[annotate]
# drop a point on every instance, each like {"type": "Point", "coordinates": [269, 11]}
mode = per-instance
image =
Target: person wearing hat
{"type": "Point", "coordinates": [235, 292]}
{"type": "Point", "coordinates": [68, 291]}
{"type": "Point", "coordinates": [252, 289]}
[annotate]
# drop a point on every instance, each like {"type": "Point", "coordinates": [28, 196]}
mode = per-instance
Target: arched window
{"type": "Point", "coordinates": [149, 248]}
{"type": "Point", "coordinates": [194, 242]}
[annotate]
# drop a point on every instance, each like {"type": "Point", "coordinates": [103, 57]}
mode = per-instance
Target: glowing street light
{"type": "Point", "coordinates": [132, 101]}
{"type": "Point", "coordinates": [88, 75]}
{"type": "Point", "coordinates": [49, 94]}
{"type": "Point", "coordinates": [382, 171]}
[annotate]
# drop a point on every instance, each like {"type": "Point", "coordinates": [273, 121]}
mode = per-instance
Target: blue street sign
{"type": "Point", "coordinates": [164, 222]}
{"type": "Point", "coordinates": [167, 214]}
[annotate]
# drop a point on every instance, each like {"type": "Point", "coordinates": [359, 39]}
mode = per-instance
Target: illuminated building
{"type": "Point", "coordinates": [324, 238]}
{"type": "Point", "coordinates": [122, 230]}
===============
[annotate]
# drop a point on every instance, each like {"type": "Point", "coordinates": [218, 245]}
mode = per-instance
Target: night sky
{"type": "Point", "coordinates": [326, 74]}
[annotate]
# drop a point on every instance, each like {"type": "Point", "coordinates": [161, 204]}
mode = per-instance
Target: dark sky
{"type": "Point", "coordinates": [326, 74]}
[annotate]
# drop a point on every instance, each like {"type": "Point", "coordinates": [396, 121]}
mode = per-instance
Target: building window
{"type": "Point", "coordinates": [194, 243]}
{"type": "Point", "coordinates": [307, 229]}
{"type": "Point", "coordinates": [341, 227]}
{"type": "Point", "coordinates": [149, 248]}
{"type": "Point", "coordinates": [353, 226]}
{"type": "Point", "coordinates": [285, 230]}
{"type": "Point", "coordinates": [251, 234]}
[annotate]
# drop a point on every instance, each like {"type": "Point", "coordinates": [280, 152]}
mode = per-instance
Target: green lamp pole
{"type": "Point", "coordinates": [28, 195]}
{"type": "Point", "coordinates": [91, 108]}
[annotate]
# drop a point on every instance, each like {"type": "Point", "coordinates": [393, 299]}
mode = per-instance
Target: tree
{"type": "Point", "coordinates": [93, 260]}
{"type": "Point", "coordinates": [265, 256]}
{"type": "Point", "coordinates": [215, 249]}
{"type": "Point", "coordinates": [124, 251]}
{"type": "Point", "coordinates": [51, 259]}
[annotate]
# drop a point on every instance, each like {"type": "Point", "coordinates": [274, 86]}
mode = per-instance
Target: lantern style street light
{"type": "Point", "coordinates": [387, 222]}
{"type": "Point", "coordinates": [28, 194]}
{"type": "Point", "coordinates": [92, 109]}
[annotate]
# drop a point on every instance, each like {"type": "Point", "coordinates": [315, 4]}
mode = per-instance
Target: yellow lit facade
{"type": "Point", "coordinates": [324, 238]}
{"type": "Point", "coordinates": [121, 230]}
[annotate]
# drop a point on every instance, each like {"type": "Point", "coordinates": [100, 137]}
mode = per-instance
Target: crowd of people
===============
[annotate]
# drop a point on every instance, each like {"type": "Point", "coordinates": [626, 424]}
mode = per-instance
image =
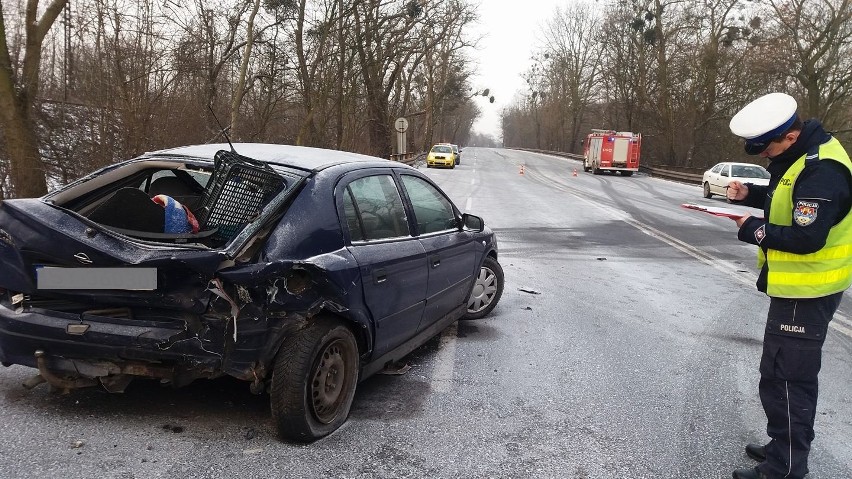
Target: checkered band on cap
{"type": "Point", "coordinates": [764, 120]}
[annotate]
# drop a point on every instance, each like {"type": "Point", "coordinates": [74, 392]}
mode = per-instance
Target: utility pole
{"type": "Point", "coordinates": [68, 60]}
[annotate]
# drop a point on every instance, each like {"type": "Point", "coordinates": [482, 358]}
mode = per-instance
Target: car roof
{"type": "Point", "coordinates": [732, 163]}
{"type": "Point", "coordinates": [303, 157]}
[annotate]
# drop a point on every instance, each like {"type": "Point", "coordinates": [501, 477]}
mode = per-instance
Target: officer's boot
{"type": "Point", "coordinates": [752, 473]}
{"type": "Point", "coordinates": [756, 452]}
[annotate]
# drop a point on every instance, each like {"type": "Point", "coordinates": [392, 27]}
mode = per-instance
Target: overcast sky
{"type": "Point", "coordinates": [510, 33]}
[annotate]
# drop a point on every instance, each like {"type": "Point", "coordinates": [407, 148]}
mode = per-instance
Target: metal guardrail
===============
Task prompt >>
Within the material above, output exactly the lines from the one with "Target: overcast sky" through the one with "Target: metal guardrail", end lines included, and nothing besides.

Task response >>
Target: overcast sky
{"type": "Point", "coordinates": [510, 33]}
[annotate]
# drop a point on every instance, each like {"type": "Point", "coordinates": [407, 148]}
mode = per-instance
Target: metal guardrail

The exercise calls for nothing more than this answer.